Object point labels
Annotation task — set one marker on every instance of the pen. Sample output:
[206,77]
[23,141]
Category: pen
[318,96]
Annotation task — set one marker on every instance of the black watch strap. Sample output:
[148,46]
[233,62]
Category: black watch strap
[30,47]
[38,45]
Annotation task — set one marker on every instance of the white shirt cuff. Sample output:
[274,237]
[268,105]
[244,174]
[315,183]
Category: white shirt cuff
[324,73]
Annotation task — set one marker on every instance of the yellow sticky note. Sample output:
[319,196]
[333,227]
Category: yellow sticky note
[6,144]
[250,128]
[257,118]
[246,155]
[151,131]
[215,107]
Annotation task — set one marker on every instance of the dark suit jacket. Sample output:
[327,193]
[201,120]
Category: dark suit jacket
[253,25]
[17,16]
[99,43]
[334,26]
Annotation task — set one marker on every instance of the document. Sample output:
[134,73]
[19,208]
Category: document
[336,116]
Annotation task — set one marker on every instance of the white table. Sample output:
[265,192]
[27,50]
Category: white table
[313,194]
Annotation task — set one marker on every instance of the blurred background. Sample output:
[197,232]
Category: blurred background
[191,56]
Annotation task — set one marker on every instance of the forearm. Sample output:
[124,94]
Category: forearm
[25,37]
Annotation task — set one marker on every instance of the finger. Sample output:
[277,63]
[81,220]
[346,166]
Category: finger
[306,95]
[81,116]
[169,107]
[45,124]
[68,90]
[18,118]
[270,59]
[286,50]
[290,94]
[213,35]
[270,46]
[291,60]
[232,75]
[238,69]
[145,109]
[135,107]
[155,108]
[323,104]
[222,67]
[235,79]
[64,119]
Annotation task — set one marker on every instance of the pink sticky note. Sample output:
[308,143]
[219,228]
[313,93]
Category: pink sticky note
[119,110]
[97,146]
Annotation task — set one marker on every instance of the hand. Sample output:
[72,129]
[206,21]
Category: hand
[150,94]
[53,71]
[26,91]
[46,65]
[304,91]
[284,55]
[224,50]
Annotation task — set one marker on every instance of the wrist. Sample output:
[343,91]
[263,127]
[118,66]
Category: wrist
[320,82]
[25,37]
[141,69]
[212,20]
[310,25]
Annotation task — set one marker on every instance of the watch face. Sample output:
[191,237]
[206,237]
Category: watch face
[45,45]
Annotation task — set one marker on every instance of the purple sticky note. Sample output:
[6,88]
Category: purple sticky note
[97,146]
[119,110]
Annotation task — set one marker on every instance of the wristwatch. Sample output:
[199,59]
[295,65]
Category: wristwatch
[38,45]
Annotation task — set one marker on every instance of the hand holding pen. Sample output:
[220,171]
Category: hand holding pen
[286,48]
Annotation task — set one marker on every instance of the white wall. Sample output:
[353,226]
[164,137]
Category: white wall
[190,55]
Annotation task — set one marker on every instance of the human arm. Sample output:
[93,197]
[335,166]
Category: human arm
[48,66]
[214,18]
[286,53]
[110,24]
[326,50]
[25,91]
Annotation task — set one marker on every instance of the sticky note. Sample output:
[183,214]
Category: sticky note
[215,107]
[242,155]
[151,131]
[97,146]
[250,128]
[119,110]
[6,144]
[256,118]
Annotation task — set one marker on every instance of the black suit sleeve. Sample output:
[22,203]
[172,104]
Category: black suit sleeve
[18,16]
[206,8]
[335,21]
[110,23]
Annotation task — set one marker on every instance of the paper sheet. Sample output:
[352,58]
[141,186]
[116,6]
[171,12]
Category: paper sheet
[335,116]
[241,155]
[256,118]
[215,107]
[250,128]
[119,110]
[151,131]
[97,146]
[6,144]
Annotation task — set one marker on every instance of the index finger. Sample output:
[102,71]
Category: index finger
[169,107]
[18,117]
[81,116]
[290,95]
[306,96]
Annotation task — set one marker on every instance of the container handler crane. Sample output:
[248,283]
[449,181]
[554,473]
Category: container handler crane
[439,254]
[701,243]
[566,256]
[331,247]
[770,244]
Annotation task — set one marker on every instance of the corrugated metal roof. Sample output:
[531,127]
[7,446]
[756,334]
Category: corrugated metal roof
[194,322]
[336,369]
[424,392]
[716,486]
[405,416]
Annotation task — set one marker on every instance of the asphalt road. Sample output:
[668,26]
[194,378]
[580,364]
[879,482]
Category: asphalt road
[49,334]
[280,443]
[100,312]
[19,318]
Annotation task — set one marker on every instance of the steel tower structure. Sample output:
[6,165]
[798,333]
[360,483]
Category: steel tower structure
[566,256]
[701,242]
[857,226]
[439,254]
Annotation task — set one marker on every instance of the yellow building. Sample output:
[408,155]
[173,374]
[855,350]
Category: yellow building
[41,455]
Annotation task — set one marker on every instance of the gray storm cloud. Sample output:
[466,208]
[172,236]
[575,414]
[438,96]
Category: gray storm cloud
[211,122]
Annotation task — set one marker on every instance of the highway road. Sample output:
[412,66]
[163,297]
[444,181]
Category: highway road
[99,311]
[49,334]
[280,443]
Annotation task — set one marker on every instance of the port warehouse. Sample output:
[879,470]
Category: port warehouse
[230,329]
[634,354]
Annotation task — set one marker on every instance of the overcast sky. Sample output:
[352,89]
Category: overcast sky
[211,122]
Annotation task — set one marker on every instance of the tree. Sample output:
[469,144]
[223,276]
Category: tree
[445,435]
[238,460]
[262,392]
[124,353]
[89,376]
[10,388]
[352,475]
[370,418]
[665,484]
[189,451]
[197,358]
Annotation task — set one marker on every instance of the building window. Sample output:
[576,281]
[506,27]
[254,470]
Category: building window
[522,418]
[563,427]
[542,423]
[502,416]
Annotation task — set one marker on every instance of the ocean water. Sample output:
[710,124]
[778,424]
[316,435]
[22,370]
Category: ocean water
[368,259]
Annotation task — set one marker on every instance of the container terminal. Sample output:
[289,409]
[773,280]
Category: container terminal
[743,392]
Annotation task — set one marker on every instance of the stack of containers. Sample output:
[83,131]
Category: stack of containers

What is needed —
Rescale the part of the data that opens with the line containing "of the building" and runs through the end of the data, reproducing every line, requests included. Multiply each answer coordinate by 1.75 and round to whole numbers with halves rounded up, but leave the coordinates in the requests and their sample outputs unchanged.

Complete answer —
Annotation task — set one marker on every instance of the building window. Sample output:
[576,281]
[506,27]
[254,470]
Category: building window
[914,732]
[985,747]
[949,740]
[879,728]
Annotation task — set one marker on every instance of the ocean water. Sample output:
[710,124]
[778,424]
[316,435]
[22,370]
Category: ocean water
[644,453]
Annotation task — set one marker on every instance of the container terminal. Sample output:
[289,409]
[773,280]
Category: container terminal
[1300,686]
Annotation task — set one marker on every instance of the stack of containers. Sample output:
[83,131]
Category: stack of containers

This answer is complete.